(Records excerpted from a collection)
************

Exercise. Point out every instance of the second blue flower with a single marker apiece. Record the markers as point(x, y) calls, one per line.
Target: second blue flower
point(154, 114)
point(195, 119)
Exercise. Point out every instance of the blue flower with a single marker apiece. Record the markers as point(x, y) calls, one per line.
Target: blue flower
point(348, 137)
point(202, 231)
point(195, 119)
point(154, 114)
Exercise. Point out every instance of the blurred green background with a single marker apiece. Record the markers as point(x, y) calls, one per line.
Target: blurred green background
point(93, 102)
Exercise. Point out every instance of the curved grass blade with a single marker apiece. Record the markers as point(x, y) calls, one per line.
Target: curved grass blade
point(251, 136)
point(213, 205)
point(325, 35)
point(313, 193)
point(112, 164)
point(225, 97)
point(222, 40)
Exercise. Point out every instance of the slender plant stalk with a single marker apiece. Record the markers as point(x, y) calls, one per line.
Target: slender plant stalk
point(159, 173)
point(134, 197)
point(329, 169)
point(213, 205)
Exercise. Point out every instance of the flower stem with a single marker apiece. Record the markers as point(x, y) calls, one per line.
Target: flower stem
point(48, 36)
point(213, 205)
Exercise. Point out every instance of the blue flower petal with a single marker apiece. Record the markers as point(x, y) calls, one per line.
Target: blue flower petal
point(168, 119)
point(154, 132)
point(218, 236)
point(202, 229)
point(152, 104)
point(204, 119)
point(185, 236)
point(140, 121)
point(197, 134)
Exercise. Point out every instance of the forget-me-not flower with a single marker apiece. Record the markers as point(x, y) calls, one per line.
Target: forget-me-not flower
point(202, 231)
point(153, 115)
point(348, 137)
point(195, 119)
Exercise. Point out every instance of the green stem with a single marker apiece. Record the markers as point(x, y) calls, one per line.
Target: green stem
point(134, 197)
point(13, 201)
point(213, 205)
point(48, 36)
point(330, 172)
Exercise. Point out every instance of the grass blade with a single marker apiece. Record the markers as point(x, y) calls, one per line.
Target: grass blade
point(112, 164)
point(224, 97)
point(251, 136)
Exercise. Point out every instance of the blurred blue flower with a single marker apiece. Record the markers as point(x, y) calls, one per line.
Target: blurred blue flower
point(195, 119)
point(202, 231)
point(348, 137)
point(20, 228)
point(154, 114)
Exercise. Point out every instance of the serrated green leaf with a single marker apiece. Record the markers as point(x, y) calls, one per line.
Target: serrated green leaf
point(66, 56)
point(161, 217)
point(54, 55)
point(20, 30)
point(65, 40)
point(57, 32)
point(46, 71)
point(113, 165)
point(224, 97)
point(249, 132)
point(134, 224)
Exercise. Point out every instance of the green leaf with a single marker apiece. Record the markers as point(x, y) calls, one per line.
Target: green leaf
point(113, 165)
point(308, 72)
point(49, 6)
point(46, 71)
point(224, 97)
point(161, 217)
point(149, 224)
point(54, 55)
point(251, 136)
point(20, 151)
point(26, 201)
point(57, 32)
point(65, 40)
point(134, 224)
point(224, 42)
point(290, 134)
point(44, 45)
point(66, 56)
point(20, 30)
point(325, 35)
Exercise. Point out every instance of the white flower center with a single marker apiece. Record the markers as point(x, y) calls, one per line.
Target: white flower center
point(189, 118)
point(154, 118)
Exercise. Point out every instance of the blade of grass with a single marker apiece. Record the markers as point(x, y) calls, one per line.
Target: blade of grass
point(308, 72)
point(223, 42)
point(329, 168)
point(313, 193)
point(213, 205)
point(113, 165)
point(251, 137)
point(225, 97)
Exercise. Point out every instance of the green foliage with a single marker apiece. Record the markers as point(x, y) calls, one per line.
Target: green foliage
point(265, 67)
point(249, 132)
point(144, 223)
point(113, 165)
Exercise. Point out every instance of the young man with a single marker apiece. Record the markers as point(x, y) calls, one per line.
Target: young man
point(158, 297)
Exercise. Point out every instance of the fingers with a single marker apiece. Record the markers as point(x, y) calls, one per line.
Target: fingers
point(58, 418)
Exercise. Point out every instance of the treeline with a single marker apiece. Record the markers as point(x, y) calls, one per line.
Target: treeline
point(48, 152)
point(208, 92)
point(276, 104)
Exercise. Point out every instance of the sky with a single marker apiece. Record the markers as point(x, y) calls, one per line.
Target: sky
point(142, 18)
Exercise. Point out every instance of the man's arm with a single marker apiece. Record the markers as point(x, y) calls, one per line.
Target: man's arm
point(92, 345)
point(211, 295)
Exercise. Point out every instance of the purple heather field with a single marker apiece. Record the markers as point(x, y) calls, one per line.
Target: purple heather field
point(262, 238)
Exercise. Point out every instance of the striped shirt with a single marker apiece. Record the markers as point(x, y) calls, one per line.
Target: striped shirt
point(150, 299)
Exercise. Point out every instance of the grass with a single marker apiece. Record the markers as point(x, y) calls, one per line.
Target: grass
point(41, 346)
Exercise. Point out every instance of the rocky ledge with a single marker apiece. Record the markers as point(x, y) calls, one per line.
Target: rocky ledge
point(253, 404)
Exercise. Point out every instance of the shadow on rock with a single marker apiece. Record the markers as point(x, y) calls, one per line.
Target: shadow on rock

************

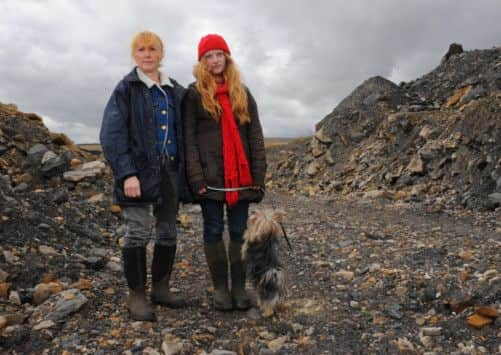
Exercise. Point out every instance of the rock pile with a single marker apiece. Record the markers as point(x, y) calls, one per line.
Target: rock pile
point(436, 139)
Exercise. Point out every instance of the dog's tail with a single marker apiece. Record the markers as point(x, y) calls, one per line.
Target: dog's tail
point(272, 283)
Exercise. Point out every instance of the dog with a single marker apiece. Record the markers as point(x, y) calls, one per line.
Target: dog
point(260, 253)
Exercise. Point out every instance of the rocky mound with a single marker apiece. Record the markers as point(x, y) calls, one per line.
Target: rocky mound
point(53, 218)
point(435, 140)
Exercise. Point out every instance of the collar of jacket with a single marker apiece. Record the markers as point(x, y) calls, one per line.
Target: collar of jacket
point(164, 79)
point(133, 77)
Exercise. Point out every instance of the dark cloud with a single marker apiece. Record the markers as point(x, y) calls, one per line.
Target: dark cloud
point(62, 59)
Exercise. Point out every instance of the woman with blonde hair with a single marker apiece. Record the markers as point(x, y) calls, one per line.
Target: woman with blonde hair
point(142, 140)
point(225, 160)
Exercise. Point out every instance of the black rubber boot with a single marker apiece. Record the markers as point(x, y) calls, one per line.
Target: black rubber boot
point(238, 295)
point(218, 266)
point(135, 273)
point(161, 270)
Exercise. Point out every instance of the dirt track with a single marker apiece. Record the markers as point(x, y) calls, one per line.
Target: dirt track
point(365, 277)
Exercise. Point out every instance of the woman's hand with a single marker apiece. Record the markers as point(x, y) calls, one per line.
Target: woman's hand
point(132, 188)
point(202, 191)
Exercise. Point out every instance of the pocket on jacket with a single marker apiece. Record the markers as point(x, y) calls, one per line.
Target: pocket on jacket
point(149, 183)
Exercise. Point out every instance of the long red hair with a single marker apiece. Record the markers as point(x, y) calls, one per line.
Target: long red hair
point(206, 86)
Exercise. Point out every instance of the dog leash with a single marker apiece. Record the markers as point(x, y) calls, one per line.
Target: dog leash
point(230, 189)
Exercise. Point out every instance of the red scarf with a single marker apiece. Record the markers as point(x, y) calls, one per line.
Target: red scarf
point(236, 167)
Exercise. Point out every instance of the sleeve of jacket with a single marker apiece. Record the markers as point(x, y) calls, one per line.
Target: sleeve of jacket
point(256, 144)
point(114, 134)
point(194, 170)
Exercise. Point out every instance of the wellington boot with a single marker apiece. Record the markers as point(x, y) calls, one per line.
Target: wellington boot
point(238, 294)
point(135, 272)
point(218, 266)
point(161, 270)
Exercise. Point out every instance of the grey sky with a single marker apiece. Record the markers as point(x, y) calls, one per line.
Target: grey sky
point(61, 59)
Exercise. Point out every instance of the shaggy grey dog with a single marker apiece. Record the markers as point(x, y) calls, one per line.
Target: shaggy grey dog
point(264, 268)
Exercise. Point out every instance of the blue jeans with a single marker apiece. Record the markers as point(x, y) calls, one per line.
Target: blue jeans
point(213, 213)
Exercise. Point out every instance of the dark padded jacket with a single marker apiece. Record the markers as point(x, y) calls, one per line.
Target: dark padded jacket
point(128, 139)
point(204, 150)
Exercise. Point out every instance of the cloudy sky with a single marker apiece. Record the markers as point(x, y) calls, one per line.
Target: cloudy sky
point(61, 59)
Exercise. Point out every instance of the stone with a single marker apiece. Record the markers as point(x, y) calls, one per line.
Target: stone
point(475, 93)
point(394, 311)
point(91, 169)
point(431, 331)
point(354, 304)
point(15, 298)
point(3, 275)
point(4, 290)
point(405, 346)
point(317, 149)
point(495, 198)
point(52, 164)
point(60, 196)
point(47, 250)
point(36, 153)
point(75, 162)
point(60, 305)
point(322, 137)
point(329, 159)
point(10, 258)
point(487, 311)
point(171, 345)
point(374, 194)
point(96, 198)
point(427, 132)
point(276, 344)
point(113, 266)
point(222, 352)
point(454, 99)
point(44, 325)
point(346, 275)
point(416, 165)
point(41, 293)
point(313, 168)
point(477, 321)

************

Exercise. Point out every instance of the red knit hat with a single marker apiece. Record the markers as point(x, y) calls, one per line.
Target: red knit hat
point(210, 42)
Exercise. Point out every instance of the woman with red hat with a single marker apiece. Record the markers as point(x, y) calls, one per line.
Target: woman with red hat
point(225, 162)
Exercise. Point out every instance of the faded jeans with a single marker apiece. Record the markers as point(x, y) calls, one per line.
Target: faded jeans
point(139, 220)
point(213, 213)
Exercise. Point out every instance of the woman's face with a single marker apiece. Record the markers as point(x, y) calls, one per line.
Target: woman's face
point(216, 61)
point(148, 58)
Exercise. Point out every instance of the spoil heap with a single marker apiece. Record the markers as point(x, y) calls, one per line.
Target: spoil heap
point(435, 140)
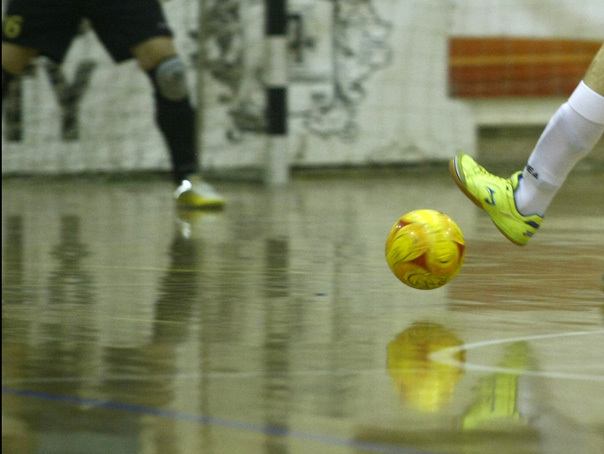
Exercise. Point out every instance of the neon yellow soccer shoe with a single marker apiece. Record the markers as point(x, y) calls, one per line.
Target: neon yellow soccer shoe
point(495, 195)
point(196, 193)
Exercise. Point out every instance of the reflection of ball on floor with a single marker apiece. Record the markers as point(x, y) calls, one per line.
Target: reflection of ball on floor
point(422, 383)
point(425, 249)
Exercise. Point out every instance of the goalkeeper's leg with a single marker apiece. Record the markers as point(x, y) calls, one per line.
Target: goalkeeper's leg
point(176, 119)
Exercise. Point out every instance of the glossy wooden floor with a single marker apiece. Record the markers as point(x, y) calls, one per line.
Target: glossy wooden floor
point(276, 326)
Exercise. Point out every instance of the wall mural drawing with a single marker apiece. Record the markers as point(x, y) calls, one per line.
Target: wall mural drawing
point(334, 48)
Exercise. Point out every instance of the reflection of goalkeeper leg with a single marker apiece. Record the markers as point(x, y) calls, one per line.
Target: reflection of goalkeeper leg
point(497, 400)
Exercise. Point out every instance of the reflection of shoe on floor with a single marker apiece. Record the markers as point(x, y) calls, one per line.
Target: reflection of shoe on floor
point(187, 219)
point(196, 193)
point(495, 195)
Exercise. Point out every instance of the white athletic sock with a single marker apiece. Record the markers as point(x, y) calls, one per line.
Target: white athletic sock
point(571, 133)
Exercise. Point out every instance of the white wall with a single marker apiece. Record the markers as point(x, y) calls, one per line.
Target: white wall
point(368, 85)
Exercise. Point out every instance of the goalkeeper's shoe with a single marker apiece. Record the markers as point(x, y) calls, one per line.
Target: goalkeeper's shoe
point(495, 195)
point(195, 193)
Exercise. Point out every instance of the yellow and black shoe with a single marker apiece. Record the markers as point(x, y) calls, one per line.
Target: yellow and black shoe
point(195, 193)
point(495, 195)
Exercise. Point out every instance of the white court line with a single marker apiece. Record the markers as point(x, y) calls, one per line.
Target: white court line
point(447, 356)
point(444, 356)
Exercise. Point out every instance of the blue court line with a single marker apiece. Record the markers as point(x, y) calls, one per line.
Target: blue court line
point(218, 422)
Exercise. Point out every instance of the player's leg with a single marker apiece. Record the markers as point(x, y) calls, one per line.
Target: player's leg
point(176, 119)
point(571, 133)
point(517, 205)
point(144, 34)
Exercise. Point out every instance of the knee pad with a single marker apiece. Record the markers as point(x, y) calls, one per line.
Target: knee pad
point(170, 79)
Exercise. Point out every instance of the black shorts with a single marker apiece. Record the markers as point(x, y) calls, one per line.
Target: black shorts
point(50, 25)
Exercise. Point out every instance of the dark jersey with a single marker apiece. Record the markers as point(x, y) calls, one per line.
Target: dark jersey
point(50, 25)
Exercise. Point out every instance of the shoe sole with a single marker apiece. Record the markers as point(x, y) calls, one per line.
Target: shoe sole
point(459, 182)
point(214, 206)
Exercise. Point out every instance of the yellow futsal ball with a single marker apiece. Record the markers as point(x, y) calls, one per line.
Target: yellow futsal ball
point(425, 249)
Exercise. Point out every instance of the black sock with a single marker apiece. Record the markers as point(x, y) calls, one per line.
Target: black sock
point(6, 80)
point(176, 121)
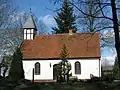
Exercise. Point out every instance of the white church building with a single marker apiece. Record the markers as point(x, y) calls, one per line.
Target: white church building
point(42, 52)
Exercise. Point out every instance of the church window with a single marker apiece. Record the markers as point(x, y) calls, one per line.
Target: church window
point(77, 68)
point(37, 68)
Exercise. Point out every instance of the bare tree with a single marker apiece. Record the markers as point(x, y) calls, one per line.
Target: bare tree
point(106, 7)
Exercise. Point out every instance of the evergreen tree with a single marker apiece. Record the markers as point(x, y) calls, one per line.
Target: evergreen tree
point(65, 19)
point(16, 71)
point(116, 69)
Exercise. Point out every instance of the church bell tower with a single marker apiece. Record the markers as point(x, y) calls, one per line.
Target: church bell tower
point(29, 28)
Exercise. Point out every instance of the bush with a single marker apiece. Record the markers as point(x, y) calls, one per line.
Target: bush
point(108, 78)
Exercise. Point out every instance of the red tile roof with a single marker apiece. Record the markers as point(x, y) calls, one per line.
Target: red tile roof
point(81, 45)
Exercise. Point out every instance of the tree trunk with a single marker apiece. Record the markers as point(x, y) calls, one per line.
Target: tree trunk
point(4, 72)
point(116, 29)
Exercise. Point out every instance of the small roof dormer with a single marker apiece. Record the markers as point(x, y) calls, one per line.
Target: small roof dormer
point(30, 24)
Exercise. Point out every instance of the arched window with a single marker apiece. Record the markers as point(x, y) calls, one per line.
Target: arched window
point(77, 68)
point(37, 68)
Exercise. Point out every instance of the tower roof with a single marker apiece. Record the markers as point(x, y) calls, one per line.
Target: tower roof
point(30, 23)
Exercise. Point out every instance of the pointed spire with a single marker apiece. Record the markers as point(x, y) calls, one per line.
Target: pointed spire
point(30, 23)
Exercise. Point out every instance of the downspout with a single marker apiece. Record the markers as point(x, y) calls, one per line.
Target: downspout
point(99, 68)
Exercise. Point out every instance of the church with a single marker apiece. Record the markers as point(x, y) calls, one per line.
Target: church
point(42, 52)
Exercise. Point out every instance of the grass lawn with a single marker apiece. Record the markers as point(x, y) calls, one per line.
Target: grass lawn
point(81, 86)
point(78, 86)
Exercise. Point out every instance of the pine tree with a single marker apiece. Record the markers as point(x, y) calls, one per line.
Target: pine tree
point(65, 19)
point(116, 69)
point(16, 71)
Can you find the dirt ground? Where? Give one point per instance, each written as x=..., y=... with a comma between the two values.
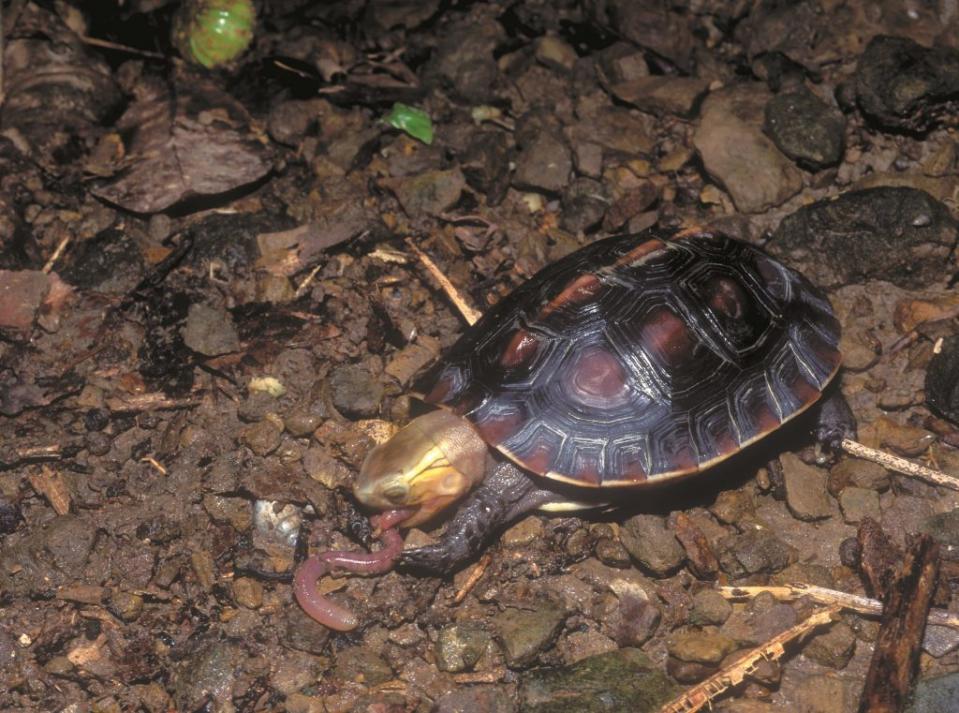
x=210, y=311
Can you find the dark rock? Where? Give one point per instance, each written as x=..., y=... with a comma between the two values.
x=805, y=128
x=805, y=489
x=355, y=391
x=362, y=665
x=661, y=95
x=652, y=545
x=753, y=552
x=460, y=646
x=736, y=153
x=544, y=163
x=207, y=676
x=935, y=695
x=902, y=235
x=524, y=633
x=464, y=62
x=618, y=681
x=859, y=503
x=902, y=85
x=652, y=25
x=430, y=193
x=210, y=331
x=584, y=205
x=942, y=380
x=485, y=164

************

Work to complete →
Using the data above, print exactly the lines from the line that contains "Exercise. Point out every instance of the second" through the line that contains "Exercise. Point out every instance of the blurred green", with both included.

Expected answer →
Exercise. Point out every instance of the second blue flower with a single marker apiece. Record the markers as point(x, y) calls, one per line.
Target: second blue flower
point(154, 114)
point(195, 119)
Exercise. Point out every instance of the blue flower with a single marker apiece. Record the markers as point(x, y) calls, one per line.
Target: blue flower
point(348, 137)
point(202, 231)
point(195, 119)
point(154, 114)
Exercise. Point out every instance of the blurred green background with a single marker apiece. Record the markers as point(x, y) calls, one per line.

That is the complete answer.